> **What the task requires**
Write out the part of the Tom Lea exhibit article that starts at the words "He was diagnosed" and stops after the words "also went through.", character for character.

> **Excerpt to read**
========================================
Tom Lea Combat Warrior Art exhibit opens at Old Bakery and Emporium

The Old Bakery and Emporium, along with Austin Veteran Arts Festival, kicked off the Tom Lea Combat Warrior Art exhibit.

The exhibition highlights twelve giclée prints of Tom Lea’s works and photographs from the Tom Lea Institute in El Paso, Texas. The Tom Lea Combat Warrior Art exhibit focuses on Tom Lea’s "Life Magazine" WWII series. The exhibition also includes U.S. combat veteran and Director & Founder of AVAFest, Glenn Towery.

It also features work from combat veterans Peter Buotte, Lorenzo Quinonez, Kurt Ritterpusch, Franklin Mendez, Raphael Melis, Ben Freeman, and Patrick Redbird.

The opening event featured speakers and performances from the Traditional American Indian Veterans Association and Central Texas Philharmonic.

FOX 7 Austin anchor Mike Warren was the moderator.

Glenn Towery served in the Vietnam War.

"When I first came out of the military, life was very difficult for me. I didn't know that I was sick, because in 1972 when I got out, PTSD didn't exist," he said.

He was diagnosed about ten years later.

"When I first discovered, I was like, 'wow, I'm sick?' I'm glad to know that because I thought I was crazy," he said with a laugh.

It's something Bruce Hodge, who served in the Army, also went through.

"I was in dark places, and I've lost friends and relationships as a result of the conduct that I displayed as PTSD," he said. "Once I was diagnosed with that, that put a lot of the puzzle together as to why I was that way because everyone just thought I was some kind of knucklehead or whatever.... I do struggle sometimes, some days I win, and sometimes I really lose, but you have to get up and say there's hope and there's people and there's help that I can seek in order to help me with my condition."

He says he can relate to the exhibit.

"I really feel like to me personally, it's kind of a connection, because a person with PTSD, if there's something with this much meaning and purpose, I just really felt like I wanted to be a part of it," he said.

Patrick Redbird, who served in the Oklahoma National Guard, is one of the featured artists.

"Mainly mine is about the spirit and the history of our culture and people. I do a lot of waterbirds, I do some other things that are dealing with drops, prayers, and what the symbolism means within all of our artwork," he said.

"Art is a non-pharmaceutical way of healing," Towery said. "If a combat veteran can do art to make themselves feel better, practice art for healing, anyone can, any veteran."
========================================
> **Data**
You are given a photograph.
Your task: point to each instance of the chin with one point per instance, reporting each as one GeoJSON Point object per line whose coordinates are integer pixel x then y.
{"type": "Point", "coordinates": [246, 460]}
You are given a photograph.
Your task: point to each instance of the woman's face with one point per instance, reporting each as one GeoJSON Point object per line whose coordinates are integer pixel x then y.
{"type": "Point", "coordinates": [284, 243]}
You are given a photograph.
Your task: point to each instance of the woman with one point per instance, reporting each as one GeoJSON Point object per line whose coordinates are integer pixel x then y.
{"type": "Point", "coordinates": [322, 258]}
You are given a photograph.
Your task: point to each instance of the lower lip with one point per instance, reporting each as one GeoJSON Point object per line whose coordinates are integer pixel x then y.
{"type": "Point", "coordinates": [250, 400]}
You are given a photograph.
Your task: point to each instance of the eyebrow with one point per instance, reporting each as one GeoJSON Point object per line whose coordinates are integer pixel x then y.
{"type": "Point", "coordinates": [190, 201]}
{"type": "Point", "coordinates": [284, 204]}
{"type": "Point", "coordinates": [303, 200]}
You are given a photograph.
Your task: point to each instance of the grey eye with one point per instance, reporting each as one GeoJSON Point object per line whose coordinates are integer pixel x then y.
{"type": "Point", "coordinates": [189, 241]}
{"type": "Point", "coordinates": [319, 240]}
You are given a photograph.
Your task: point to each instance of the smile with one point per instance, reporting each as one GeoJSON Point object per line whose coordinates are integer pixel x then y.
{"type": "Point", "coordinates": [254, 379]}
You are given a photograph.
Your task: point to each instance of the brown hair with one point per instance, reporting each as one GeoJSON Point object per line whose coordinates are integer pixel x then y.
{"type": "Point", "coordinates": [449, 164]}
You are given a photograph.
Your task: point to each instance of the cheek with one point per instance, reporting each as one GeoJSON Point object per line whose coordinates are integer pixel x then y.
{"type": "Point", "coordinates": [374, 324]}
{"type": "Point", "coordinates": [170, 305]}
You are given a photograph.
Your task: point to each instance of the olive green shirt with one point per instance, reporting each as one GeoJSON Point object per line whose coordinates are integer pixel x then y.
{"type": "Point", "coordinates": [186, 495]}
========================================
> **Answer for the task**
He was diagnosed about ten years later.

"When I first discovered, I was like, 'wow, I'm sick?' I'm glad to know that because I thought I was crazy," he said with a laugh.

It's something Bruce Hodge, who served in the Army, also went through.